(Natural-language object grounding data)
○ ○ ○ ○ ○

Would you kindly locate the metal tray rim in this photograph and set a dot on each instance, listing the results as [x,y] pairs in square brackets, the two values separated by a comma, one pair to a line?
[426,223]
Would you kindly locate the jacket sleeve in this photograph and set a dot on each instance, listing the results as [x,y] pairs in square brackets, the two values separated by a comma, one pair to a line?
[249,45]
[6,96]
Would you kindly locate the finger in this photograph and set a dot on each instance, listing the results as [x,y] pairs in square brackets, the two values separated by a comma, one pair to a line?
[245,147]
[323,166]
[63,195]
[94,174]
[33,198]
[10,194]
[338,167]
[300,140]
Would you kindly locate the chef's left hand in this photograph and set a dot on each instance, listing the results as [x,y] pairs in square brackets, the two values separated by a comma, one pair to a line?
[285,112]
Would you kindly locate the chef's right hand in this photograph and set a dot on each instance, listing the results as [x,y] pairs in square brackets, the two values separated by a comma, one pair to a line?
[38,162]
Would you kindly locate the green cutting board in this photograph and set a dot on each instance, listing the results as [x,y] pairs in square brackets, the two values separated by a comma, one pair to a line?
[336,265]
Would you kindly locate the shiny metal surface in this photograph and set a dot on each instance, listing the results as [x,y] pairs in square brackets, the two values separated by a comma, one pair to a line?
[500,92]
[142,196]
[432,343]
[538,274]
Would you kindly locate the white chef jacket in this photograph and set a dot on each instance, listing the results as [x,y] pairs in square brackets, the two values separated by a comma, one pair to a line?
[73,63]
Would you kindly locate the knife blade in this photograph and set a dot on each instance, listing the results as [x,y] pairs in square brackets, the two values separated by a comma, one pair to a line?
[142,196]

○ ○ ○ ○ ○

Each line of the data is to be transcribed exactly.

Would you kindly locate the metal tray rim in this photograph and set a dot on each instance, listing the results as [x,y] pairs in square brackets, the two values separated by a comma, one pair to a line?
[426,223]
Would you kindly locate the jacket sleeve in this photograph and set a dot on each instance, listing the results as [x,y] pairs in square brackets, the two values separated by a comma, one pair to a line?
[249,45]
[6,96]
Would you kindly locate the finger in this photograph and set a dot on each instance, listing the results as [x,y] pairs in square brackets, the two values separated by a comma, one pair to a line?
[245,147]
[323,166]
[63,195]
[94,174]
[33,198]
[10,194]
[338,167]
[300,140]
Would you kindly locate the chef's left hand in this photograph and set a dot on each instance, listing the results as [x,y] pairs in square brackets, the two values separated by a comma, one pair to a line?
[285,112]
Would you kindly locate the chef's right hand in this photograph and set a dot on each instance, listing the results as [x,y] pairs in square brackets, the two values separated by a comma, one pair to a line?
[38,162]
Would you kindly locate the green cutting board in this photograph and set a dot on each instance, listing the results as [x,y] pairs in square brackets, the two values separated by a comma, one pair to a line?
[336,265]
Would you kindly locate the shiny metal surface in this photograph and set a dot on each instance, listing the results as [x,y] pairs in square brackets, the two values separated by a comma, one pair to a line?
[500,92]
[142,196]
[432,343]
[538,274]
Would you kindly locate the white chef jacket in this photograph and set a dot on each instance, listing the results as [x,y] pairs in square brackets, the two values separated by a comma, one pair to a line?
[73,63]
Would you kindly locate the knife blade in this photograph and set a dot on each instance, listing the results as [x,y] pairs in square brackets, the two values separated by a comma, one pair to a line?
[142,196]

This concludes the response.